=== MATERIAL TO PROCESS ===

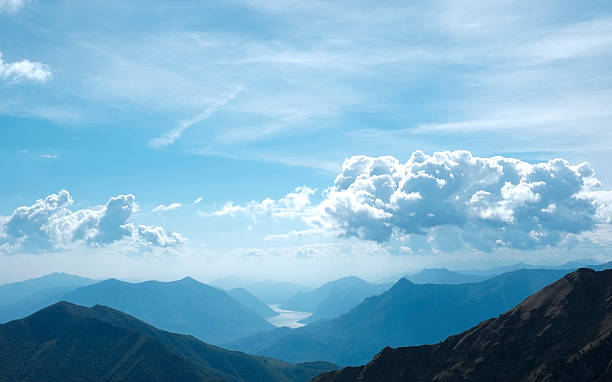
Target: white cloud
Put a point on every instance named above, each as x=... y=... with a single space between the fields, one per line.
x=49 y=224
x=169 y=207
x=174 y=134
x=457 y=197
x=293 y=205
x=24 y=69
x=157 y=236
x=12 y=6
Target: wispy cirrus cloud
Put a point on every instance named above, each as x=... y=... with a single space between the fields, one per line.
x=169 y=207
x=12 y=6
x=170 y=137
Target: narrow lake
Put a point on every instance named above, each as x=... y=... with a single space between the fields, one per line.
x=288 y=318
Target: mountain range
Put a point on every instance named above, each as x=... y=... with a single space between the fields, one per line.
x=184 y=306
x=333 y=298
x=562 y=333
x=14 y=292
x=406 y=314
x=67 y=342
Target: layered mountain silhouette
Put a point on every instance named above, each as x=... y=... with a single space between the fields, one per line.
x=274 y=292
x=444 y=276
x=67 y=342
x=407 y=314
x=14 y=292
x=23 y=298
x=562 y=333
x=333 y=298
x=184 y=306
x=250 y=301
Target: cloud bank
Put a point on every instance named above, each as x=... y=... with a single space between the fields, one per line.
x=483 y=203
x=49 y=224
x=23 y=70
x=447 y=201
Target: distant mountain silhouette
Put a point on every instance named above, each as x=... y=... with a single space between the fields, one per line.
x=334 y=298
x=250 y=301
x=407 y=314
x=185 y=306
x=562 y=333
x=67 y=342
x=570 y=265
x=444 y=276
x=274 y=292
x=14 y=292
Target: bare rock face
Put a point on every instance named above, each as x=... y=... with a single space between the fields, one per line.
x=562 y=333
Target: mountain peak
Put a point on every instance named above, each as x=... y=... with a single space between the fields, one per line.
x=561 y=333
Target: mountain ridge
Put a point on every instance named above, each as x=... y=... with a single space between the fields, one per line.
x=561 y=333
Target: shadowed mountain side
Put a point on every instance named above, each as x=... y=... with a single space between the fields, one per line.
x=72 y=343
x=407 y=314
x=184 y=306
x=334 y=298
x=250 y=301
x=562 y=333
x=14 y=292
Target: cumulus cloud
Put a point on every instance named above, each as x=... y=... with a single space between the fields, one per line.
x=456 y=199
x=50 y=224
x=169 y=207
x=293 y=205
x=12 y=6
x=23 y=70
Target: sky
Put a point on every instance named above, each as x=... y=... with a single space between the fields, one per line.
x=302 y=140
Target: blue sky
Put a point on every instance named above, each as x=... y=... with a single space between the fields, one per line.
x=242 y=101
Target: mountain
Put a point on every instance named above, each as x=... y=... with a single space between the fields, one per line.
x=67 y=342
x=247 y=299
x=11 y=293
x=444 y=276
x=184 y=306
x=334 y=298
x=274 y=292
x=562 y=333
x=407 y=314
x=32 y=303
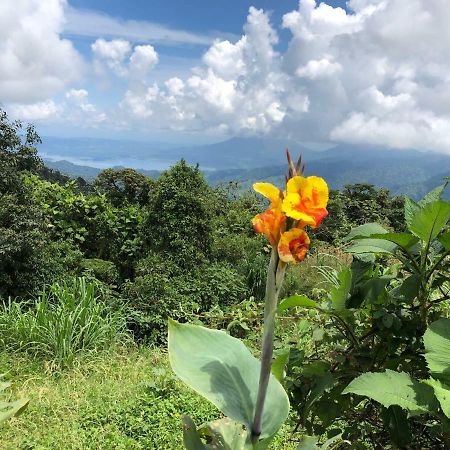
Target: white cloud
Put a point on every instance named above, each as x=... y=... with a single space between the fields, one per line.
x=35 y=63
x=35 y=111
x=110 y=55
x=142 y=61
x=83 y=22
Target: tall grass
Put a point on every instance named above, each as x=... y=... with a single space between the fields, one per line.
x=65 y=320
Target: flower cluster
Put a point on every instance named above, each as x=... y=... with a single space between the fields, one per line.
x=302 y=203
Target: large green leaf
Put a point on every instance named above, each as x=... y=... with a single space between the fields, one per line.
x=296 y=300
x=437 y=349
x=394 y=388
x=364 y=231
x=429 y=220
x=340 y=294
x=442 y=393
x=411 y=209
x=222 y=369
x=372 y=246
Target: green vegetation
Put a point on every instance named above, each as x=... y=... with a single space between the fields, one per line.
x=91 y=273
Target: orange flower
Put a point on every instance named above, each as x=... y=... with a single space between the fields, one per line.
x=293 y=245
x=272 y=220
x=306 y=200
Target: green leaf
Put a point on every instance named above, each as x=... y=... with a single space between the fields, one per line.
x=437 y=349
x=191 y=438
x=432 y=196
x=226 y=434
x=279 y=364
x=222 y=369
x=394 y=388
x=404 y=240
x=444 y=239
x=340 y=294
x=308 y=443
x=427 y=223
x=365 y=230
x=296 y=300
x=396 y=421
x=442 y=393
x=411 y=209
x=371 y=246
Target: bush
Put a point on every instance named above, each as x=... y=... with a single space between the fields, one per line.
x=65 y=320
x=105 y=271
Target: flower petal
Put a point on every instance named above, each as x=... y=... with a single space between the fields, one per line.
x=293 y=245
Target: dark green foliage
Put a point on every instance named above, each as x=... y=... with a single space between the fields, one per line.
x=178 y=220
x=104 y=271
x=124 y=186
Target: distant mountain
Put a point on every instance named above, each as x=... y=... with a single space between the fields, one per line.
x=88 y=173
x=246 y=160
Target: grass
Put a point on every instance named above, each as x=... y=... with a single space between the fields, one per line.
x=126 y=398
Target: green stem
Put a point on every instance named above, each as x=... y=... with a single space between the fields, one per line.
x=273 y=285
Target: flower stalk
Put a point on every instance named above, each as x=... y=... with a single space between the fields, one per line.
x=275 y=275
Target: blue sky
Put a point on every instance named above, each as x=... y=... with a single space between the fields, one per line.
x=202 y=71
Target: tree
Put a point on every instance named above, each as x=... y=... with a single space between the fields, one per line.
x=178 y=220
x=124 y=186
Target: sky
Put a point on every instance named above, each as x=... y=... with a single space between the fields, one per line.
x=356 y=72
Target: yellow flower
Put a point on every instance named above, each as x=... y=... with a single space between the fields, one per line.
x=306 y=200
x=272 y=220
x=293 y=245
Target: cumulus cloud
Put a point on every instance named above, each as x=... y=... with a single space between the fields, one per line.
x=364 y=75
x=35 y=62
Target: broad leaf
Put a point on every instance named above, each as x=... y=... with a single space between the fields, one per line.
x=404 y=240
x=296 y=300
x=411 y=209
x=191 y=438
x=365 y=230
x=437 y=349
x=394 y=388
x=444 y=239
x=427 y=223
x=340 y=294
x=432 y=196
x=222 y=369
x=371 y=246
x=396 y=421
x=442 y=393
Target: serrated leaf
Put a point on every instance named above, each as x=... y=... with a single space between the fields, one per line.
x=437 y=349
x=394 y=388
x=296 y=300
x=221 y=368
x=365 y=230
x=427 y=223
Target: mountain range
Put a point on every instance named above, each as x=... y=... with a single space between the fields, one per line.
x=246 y=160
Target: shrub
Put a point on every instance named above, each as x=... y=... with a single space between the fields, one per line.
x=63 y=321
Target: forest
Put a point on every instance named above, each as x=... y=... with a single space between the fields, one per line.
x=91 y=273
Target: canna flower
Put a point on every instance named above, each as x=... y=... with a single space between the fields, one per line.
x=306 y=200
x=271 y=222
x=293 y=245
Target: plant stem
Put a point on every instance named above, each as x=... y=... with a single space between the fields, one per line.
x=274 y=281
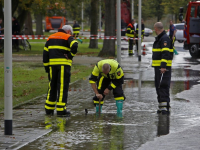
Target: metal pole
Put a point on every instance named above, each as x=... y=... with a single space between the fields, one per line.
x=119 y=31
x=100 y=18
x=139 y=31
x=82 y=18
x=7 y=68
x=132 y=10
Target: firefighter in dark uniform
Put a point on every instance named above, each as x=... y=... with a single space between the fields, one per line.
x=172 y=33
x=106 y=76
x=76 y=29
x=58 y=53
x=130 y=33
x=162 y=62
x=142 y=34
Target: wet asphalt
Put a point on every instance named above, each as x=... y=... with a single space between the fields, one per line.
x=139 y=127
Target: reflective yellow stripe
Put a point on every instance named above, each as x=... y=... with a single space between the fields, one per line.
x=97 y=102
x=59 y=47
x=100 y=82
x=162 y=104
x=51 y=103
x=92 y=81
x=61 y=104
x=113 y=86
x=61 y=84
x=49 y=108
x=50 y=74
x=156 y=50
x=76 y=28
x=158 y=62
x=75 y=32
x=119 y=98
x=74 y=41
x=163 y=60
x=94 y=74
x=73 y=54
x=46 y=64
x=165 y=49
x=60 y=61
x=130 y=35
x=46 y=49
x=61 y=109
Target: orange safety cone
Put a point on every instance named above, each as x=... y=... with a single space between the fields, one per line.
x=144 y=53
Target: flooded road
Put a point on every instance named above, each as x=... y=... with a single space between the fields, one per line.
x=139 y=124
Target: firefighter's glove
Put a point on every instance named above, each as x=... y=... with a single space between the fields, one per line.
x=46 y=69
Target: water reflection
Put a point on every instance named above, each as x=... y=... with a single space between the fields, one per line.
x=163 y=125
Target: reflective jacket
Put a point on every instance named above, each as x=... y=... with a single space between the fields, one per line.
x=116 y=73
x=76 y=28
x=130 y=31
x=57 y=45
x=162 y=51
x=137 y=29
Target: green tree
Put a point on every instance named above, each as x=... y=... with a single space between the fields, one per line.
x=94 y=23
x=172 y=7
x=110 y=28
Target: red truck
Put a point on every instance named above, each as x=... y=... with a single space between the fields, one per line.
x=192 y=28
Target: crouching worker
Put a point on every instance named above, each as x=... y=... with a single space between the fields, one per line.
x=107 y=75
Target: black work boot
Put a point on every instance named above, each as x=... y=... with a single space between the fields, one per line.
x=49 y=112
x=63 y=113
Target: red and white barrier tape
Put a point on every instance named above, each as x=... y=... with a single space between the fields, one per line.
x=104 y=38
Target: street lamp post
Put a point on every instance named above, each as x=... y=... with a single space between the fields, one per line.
x=7 y=68
x=139 y=31
x=99 y=18
x=119 y=31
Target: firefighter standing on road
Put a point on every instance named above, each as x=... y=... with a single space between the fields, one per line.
x=108 y=75
x=58 y=53
x=76 y=29
x=172 y=33
x=130 y=33
x=142 y=34
x=162 y=62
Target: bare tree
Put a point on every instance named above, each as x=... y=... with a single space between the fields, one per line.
x=28 y=24
x=39 y=25
x=94 y=23
x=110 y=28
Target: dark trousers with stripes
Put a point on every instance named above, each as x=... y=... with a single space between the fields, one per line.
x=163 y=91
x=59 y=79
x=102 y=84
x=130 y=46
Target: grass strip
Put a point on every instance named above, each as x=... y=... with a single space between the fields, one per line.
x=30 y=80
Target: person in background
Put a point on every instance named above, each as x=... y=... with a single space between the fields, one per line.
x=130 y=33
x=58 y=54
x=142 y=33
x=162 y=56
x=107 y=75
x=15 y=31
x=76 y=30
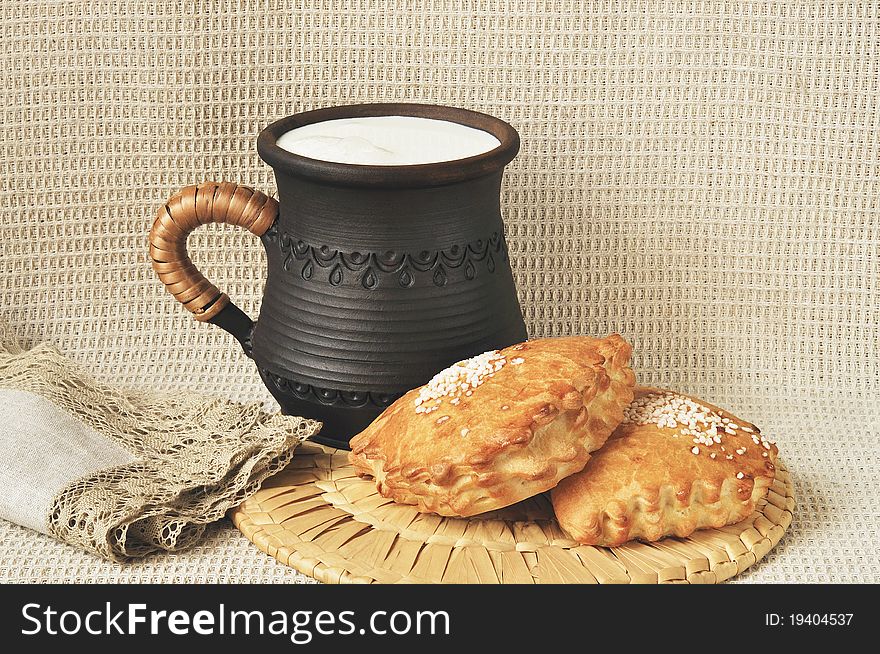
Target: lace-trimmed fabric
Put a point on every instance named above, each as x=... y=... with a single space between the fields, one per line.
x=192 y=457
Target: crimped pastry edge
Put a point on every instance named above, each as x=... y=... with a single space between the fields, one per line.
x=445 y=491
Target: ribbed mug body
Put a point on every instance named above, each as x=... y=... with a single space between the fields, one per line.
x=373 y=287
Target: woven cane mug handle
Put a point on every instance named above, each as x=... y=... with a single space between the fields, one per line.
x=192 y=206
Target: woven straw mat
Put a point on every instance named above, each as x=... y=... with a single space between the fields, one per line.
x=702 y=177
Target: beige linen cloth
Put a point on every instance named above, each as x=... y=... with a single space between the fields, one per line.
x=703 y=177
x=123 y=474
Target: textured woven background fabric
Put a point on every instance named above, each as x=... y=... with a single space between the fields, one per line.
x=701 y=176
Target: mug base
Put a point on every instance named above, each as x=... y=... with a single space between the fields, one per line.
x=341 y=421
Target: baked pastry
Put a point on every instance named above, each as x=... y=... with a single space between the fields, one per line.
x=675 y=464
x=500 y=427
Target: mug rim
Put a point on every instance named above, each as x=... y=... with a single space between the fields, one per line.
x=415 y=175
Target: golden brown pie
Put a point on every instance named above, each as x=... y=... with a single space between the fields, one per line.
x=675 y=464
x=499 y=427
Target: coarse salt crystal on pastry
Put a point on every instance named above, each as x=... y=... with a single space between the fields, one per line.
x=675 y=465
x=500 y=427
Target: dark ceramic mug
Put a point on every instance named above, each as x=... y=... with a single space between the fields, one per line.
x=378 y=276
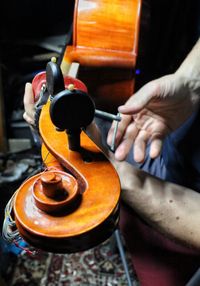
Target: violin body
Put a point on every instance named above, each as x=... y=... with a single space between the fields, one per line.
x=105 y=43
x=73 y=204
x=88 y=213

===

> **AIM OF THE EXERCISE**
Your output should consist solely of the lines from the line containing "Target: mug base" through the last line of the entries, verbatim, minus any pictures.

> **RESULT FOR THIS EXERCISE**
Target: mug base
Put a point on every instance named above, each as x=... y=... with a single space between the fields, one per line.
x=341 y=421
Target: baked pastry
Put a point on every instance named above, each as x=... y=... with a single space between the fields, one per line.
x=675 y=464
x=500 y=427
Target: mug rim
Put a point on every instance named above, each as x=... y=... with a single space between the fields, one per line.
x=415 y=175
Target: golden brown pie
Put a point on every instance named above, each as x=... y=... with a single space between the fields, one per line.
x=675 y=464
x=499 y=427
Target: coarse salt crystal on pastry
Put a point on every instance named above, each as x=... y=... with a single space between the fields, one per line.
x=675 y=465
x=500 y=427
Target: dark ceramic mug
Put a point on every instance named above, each as x=... y=... with a single space between the fields, one per line.
x=378 y=276
Target: violin body
Put a point on every instance named above, each as x=... y=... with a single space between the fields, one per line.
x=105 y=43
x=73 y=204
x=88 y=213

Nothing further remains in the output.